Your task |
Please write out each entry below exactly as given.

————

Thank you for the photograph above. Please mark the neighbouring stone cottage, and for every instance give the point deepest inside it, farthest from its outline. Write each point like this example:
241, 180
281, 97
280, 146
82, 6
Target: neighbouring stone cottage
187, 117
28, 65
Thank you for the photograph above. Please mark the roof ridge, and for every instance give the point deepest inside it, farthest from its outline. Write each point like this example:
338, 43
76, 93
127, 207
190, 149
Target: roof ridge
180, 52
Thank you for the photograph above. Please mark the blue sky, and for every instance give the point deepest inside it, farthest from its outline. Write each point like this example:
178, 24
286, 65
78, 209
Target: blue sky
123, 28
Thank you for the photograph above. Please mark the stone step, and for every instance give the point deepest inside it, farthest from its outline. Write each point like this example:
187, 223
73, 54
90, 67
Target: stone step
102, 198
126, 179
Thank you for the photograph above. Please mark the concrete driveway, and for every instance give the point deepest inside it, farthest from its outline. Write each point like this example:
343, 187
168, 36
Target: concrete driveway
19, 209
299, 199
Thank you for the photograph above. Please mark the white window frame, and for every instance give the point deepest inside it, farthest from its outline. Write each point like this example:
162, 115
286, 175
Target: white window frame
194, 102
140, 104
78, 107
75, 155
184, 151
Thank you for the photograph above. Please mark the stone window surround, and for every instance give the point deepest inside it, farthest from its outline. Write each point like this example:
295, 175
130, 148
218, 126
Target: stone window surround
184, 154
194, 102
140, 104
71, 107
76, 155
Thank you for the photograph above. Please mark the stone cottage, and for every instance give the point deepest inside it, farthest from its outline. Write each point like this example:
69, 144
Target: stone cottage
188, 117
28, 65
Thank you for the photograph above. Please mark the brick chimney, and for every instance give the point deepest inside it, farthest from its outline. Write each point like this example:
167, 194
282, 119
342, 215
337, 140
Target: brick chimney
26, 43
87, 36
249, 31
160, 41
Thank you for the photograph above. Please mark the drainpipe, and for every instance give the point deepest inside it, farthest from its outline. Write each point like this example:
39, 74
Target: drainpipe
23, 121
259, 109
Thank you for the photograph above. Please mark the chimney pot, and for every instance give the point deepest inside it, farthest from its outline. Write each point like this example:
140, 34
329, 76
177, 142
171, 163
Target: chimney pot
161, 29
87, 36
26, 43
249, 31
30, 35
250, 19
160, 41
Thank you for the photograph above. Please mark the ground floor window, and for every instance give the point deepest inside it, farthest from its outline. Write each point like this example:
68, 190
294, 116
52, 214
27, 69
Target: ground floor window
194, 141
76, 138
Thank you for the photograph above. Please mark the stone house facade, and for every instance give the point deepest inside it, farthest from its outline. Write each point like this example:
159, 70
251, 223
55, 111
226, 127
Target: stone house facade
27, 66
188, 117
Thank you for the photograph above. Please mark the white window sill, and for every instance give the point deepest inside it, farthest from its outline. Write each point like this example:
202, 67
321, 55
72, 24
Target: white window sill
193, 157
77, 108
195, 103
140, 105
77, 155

————

Completed task |
Thank you for the photograph above. Please mark the neighbouring stone cottage, and for every instance give the point deepest inside it, farthest from its outline. Write each point like this example:
241, 180
281, 97
280, 146
82, 6
Target: neighbouring stone cottage
187, 117
28, 65
Thank you for the photograph above. Please mark the roof ridge, and for every instance give the point deepest inside it, farthest from its outline. Write each point like this example:
338, 43
76, 93
127, 207
190, 149
Target: roof ridge
180, 52
Thank you for the photograph above. Please mark the blue sky, and for every instance give the point deepest inside it, farthest from its outline. Write each point like this example:
178, 24
286, 65
78, 209
Target: blue sky
123, 28
Thank you for the photograph above. Please mark the stone step, and for every instance give the point deepest inside it, farthest from its outline. Write each point like this example:
187, 223
73, 54
90, 67
Target: stone step
102, 198
126, 179
Thank you for the photograph above. Please mark the concrete driveway, and for every instance give the point deepest inside it, farthest from its outline. Write each point like this example:
343, 187
168, 36
Target: concrete driveway
19, 209
299, 199
Thank you for the photograph above. Please mark the white window frame, and for every instance give the point deepest inside it, farthest from its outline. Write each point like this example:
162, 115
286, 175
Target: white window frame
194, 102
140, 104
78, 107
75, 155
184, 151
Thank you for the photograph above. Please mark the stone window surround, and for every instance give the point deepest inside it, farthest from its outline. Write each point like this example:
295, 175
130, 148
218, 126
Target: stone window surround
184, 154
194, 102
140, 104
71, 107
76, 155
Thank you for the photograph above. Please mark the stone cottage, and for every instance give the point deepest inside it, farthest from its outline. Write each point like this example:
69, 144
Target: stone cottage
188, 117
28, 65
Thank you for the photograph above. Please mark the brick chimney, and for every instance give the point deepest inside it, farthest from its outline. Write each point like this example:
167, 194
282, 119
342, 215
337, 140
Target: brick chimney
26, 43
87, 36
249, 31
160, 41
Thank you for the photograph above. Please mark the drainpipe, and for every instance give the point deepest inside it, farthest from its outline. Write each point like this example:
39, 74
Target: drainpipe
23, 121
259, 109
Thank you for the photograph above. Please mark the chimney pot, and for every instance give the point deepest inside it, farthest from its outline. Write each point like this example:
140, 34
329, 76
177, 142
171, 163
Target: chimney pot
161, 29
87, 36
26, 43
249, 31
30, 35
250, 19
160, 41
Thank you for the photograph above. Please mark the ground floor window, and for every instance give the point deepest inside it, farthest from its outline. Write each point like this example:
68, 190
294, 116
52, 214
27, 69
Target: ground floor window
194, 141
76, 138
Thank you for the photograph above. Please mark the stone house facade, and for every instance give the point deepest inside it, farthest from its outline. Write each point like this example:
159, 70
251, 223
55, 111
226, 127
Target: stone house facade
27, 66
188, 117
Thank you for the photograph above. Please mark the white window sill, and for every instance give the point deepest inside it, farthest from its outline. Write each point like this example:
202, 67
321, 55
72, 24
Target: white window sill
193, 157
77, 108
195, 103
140, 105
77, 155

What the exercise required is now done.